• [Exercise objective]: Once the line with "Target: overcast sky" is found, repeat exactly that line and every one after it until the data below ends, including the last line.

(Natural language region descriptions)
****************

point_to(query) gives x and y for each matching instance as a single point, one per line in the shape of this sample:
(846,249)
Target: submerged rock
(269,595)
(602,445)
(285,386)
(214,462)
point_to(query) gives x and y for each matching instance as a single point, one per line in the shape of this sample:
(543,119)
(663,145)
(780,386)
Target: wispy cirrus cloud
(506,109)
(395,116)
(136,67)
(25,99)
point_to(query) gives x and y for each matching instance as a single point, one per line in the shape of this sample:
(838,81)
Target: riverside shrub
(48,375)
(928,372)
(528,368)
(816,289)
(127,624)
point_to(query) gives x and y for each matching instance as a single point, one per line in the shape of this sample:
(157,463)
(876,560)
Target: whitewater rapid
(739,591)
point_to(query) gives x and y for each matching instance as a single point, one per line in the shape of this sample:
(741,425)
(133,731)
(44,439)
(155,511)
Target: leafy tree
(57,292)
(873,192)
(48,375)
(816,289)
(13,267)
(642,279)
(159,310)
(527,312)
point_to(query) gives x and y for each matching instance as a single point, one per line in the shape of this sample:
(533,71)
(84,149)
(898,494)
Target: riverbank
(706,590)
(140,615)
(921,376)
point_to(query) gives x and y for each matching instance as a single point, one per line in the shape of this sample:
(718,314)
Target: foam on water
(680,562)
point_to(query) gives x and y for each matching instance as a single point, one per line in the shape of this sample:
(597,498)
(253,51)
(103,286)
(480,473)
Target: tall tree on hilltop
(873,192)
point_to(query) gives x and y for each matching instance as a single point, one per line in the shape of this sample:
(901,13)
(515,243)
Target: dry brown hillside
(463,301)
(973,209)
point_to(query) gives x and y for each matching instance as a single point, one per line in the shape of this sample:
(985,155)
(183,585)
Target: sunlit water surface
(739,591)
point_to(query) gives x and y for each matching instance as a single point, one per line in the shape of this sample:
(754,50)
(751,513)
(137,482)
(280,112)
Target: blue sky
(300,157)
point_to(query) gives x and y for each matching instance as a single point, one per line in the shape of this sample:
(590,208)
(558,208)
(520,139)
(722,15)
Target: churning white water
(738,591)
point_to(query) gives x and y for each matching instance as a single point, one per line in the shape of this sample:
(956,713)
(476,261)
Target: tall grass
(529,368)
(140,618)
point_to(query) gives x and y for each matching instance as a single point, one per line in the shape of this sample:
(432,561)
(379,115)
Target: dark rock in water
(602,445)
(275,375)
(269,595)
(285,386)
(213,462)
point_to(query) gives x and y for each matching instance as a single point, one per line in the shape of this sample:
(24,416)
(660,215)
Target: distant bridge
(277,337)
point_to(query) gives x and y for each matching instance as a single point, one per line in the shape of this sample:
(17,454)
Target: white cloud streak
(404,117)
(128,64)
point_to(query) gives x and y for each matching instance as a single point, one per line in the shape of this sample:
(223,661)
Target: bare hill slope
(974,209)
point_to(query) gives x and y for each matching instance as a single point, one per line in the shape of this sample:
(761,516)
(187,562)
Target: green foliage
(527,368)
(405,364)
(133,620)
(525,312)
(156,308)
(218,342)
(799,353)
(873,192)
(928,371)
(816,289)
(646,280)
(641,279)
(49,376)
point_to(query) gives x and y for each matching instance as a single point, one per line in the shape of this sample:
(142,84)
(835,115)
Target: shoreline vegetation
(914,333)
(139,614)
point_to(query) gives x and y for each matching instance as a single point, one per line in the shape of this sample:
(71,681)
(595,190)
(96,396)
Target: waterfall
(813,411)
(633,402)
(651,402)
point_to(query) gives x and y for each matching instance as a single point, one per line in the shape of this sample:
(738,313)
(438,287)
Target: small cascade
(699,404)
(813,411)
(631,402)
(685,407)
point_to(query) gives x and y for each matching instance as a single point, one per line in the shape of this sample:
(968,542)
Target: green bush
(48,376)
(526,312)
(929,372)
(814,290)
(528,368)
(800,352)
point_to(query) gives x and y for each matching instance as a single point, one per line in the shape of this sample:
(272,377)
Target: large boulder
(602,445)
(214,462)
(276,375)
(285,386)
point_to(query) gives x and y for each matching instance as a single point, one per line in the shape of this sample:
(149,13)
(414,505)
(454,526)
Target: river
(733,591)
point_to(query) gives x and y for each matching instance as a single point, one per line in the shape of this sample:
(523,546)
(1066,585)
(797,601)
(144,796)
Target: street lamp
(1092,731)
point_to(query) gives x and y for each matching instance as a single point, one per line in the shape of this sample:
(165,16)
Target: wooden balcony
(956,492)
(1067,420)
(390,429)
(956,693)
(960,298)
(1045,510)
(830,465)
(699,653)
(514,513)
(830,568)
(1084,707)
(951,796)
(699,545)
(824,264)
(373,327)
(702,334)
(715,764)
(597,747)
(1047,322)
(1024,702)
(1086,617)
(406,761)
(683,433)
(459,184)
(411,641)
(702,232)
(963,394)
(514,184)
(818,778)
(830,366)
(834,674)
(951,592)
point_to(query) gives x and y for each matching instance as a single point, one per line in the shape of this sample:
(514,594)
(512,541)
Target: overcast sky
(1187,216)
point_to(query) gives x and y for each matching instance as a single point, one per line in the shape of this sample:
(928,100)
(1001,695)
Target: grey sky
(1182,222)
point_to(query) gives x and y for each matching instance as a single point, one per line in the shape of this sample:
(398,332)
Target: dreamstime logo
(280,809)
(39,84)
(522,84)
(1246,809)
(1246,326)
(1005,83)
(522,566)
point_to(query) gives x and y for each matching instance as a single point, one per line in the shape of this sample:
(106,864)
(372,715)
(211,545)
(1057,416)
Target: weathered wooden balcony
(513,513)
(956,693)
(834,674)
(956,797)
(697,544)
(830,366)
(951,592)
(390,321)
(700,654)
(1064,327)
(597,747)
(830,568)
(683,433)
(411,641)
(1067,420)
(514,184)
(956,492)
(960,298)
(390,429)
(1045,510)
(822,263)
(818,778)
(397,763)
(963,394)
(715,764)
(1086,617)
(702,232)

****************

• [Solution for this problem]:
Target: overcast sky
(1187,216)
point_to(query) gives x and y for each matching instance as a single point, one per line in the shape of this sample:
(928,100)
(1001,695)
Target: grey sky
(1182,222)
point_to(query) gives x and y for each matching instance as a single point, one per line in the shape of this sample:
(398,332)
Target: dreamstime logo
(280,809)
(39,84)
(522,84)
(1246,809)
(1246,326)
(1005,83)
(522,566)
point_to(query) gives x and y for each matching instance as a single point, one per line in the shape of this sample:
(106,864)
(372,715)
(211,545)
(1057,416)
Target: weathered wooden balcony
(513,513)
(956,693)
(834,674)
(956,797)
(697,544)
(830,366)
(951,592)
(390,321)
(700,654)
(1064,327)
(597,747)
(830,568)
(683,433)
(411,641)
(1067,420)
(514,184)
(956,492)
(960,298)
(390,429)
(1045,510)
(822,263)
(818,778)
(397,763)
(963,394)
(715,764)
(1086,617)
(702,232)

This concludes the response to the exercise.